**Tarefas:**
1. Cite, do trecho sobre o transporte no Rio, a passagem que vai de "Mauro Pimentel" até "metrô de superfície.", inclusive.
2. As afirmações a seguir concordam com o trecho sobre o transporte no Rio? Para cada uma, responda sim ou não e cite literalmente as palavras do trecho que decidem a resposta.
(a) Elias Nigri aponta o solo arenoso como uma das dificuldades à expansão da rede ferroviária subterrânea.
(b) Segundo Álvaro Ferreira, o metrô de superfície provocou a desvalorização de imóveis em Barcelona.
(c) Carlos Raja Gabaglia apoia a duplicação da Avenida Niemeyer.
==== Trecho da fonte ====
Já o especialista em ferrovias do Departamento de Engenharia Civil, Elias Nigri, reconhece que aspectos geológicos e demográficos cariocas impõem algumas dificuldades à expansão da rede ferroviária subterrânea. Entre eles, o solo arenoso e a densidade populacional. No entanto, ele credita a demora dessa expansão ao "esvaziamento político-econômico do estado nas últimas décadas e à carência de um modelo de regulamentação e planejamento resistentes ao tempo e aos governos".

 Mauro Pimentel

Como inspiração, Álvaro Ferreira aponta os investimentos em transporte ferroviário em Barcelona, sede das Olimpíadas de 1992 e em cujo modelo se baseia o projeto carioca para os Jogos de 2016. Na cidade espanhola, o perfil topográfico semelhante não inibiu projetos como o metrô de superfície.

– O metrô de superfície é uma alternativa mais barata e de construção mais rápida que o trem subterrâneo. Apesar de moradores de áreas nobres reclamarem que esse tipo de transporte promoveria desvalorização de imóveis no entorno, em Barcelona isso não ocorreu. O que emperra o desenvolvimento do transporte ferroviário é o fortíssimo lobby rodoviário – opina.

Alargamento de vias gera polêmica

Álvaro teme que o alargamento das vias para a Zona Oeste, voltado ao escoamento do fluxo crescente de carros na cidade, estimule ainda mais o transporte rodoviário individual. O especialista acredita que  motoristas desistiriam de ir de ônibus para chegar ao destino nos próprios automóveis.

O tráfego daquela área tem aumentado não só pela expansão do mercado imobiliário. A instalação de várias empresas na Barra, à primeira vista uma tentativa absorção da mão de obra qualificada da região, atraiu empregados de outros locais da cidade, cujo deslocamento para o trabalho intensifica o trânsito.

O especialista em planejamento e sustentabilidade do Departamento de Engenharia Civil da PUC-Rio, Carlos Raja Gabaglia, também teme que o alargamento dessas vias seja uma solução paliativa e congestionamentos voltem a ser frequentes. Para ele, os investimentos públicos deveriam se concentrar mais na na ampliação e melhoria da rede de transportes coletivos do que em medidas como a duplicação da Avenida Niemeyer, que liga São Conrado ao Leblon. Gabaglia é categórico: “Sou totalmente contra”.
==== Dados registrados ====
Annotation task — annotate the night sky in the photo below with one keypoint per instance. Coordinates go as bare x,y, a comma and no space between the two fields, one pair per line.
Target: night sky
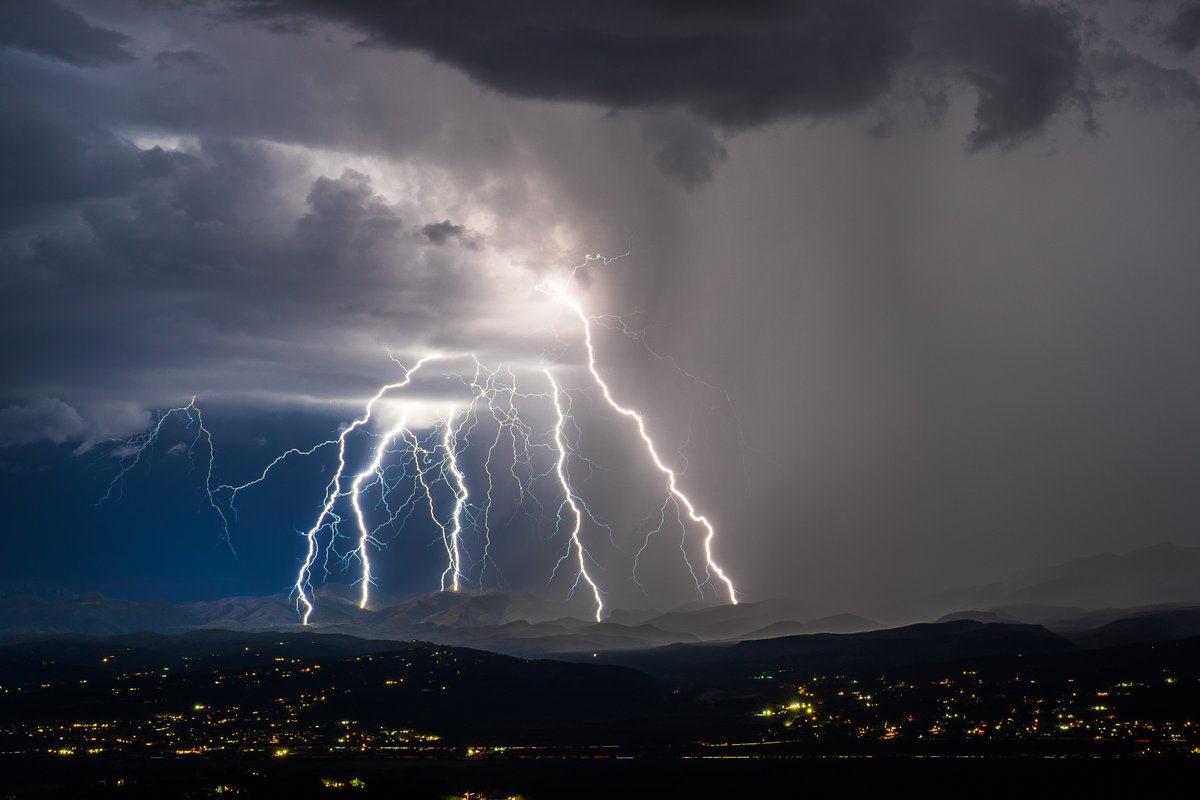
====
**Respostas em ordem:**
1.
Mauro Pimentel

Como inspiração, Álvaro Ferreira aponta os investimentos em transporte ferroviário em Barcelona, sede das Olimpíadas de 1992 e em cujo modelo se baseia o projeto carioca para os Jogos de 2016. Na cidade espanhola, o perfil topográfico semelhante não inibiu projetos como o metrô de superfície.

2.
(a) Sim: "Entre eles, o solo arenoso e a densidade populacional."
(b) Não: "em Barcelona isso não ocorreu."
(c) Não: "Sou totalmente contra"